### [Work order 1]
Decide whether each statement agrees with the text on meditation, answering yes or no and quoting the words of the text that settle it. (a) Wellness tourism is growing twice as fast as overall tourism. (b) Mindfulness is described as a Christian form of meditation. (c) Mindful Nation UK is a study from the British Mindfulness All-Party Parliamentary Group.
### [Work order 2]
Print the passage of the text on meditation that starts at the words "Which raises a" and ends after the words "All-Party Parliamentary Group.".

### [Extracted text]
------------------------------------------------

Can science prove Christian meditation works?

Spiritual practices are popular. 'Wellness tourism', as trips to religious and secular retreats are called, is growing twice as fast as overall tourism, according to the Global Wellness Institute. The industry is worth many hundreds of millions of dollars.

Which raises a question. Is one type of meditation better than another? And further: how does Christian contemplation score?


The best studied area is mindfulness, a Buddhist form of meditation. Its popularity has been fueled by extensive scientific research. 'Mindfulness-Based Interventions have been shown to improve health outcomes in a wide range of clinical and non-clinical populations,' reports Mindful Nation UK, a study from the British Mindfulness All-Party Parliamentary Group.

Mindfulness has also been recommended for the treatment of depression by the British National Health Service since 2004. Overall, studies have demonstrated its help in alleviating stress, anxiety, depression and some psychosomatic conditions.

------------------------------------------------

(Collection entries)
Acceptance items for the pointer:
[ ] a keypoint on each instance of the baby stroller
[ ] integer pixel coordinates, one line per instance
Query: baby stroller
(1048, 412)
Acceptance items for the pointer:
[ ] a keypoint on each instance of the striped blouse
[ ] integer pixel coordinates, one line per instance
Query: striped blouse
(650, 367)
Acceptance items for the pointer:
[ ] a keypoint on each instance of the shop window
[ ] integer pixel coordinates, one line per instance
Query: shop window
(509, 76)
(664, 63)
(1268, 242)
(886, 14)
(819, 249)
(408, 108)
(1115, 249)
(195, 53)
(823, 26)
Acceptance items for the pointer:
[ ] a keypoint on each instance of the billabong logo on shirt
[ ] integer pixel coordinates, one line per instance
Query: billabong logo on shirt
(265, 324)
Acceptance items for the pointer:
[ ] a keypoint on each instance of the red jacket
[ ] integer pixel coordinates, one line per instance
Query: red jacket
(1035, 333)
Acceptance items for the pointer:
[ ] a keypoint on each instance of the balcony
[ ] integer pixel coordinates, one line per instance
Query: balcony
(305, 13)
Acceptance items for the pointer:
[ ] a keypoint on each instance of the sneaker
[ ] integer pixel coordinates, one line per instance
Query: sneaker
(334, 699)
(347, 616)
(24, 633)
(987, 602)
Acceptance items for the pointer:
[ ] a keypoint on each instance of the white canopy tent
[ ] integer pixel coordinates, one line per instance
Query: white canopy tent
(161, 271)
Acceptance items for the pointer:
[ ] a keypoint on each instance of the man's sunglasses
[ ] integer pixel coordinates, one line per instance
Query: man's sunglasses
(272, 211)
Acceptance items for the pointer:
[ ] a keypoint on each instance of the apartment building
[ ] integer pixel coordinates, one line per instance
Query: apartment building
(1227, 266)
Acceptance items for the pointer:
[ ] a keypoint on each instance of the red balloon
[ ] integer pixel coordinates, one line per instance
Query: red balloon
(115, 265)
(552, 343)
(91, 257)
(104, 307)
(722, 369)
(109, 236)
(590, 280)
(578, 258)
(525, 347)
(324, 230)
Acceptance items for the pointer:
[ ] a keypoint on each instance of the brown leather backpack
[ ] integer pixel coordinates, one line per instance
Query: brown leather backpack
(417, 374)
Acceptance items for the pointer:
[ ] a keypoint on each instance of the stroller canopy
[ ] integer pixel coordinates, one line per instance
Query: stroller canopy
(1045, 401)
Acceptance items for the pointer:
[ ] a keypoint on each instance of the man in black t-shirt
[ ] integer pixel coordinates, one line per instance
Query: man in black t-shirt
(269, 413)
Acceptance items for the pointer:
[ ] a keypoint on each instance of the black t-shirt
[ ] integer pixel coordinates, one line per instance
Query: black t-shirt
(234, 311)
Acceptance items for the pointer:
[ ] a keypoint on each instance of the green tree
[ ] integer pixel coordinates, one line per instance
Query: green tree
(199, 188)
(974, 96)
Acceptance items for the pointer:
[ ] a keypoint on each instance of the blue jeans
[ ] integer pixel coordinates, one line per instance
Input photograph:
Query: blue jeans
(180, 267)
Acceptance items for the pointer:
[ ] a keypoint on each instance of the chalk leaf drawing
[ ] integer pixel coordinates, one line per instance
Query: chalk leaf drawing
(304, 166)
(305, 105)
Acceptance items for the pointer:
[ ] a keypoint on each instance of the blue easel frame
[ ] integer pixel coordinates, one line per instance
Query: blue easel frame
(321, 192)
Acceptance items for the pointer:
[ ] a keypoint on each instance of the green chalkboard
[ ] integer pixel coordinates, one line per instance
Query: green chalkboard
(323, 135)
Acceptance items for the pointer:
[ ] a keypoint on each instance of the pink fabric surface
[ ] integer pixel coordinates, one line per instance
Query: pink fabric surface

------------------------------------------------

### [Answer box 1]
(a) Yes: "is growing twice as fast as overall tourism, according to the Global Wellness Institute"
(b) No: "mindfulness, a Buddhist form of meditation"
(c) Yes: "Mindful Nation UK, a study from the British Mindfulness All-Party Parliamentary Group"

### [Answer box 2]
Which raises a question. Is one type of meditation better than another? And further: how does Christian contemplation score?


The best studied area is mindfulness, a Buddhist form of meditation. Its popularity has been fueled by extensive scientific research. 'Mindfulness-Based Interventions have been shown to improve health outcomes in a wide range of clinical and non-clinical populations,' reports Mindful Nation UK, a study from the British Mindfulness All-Party Parliamentary Group.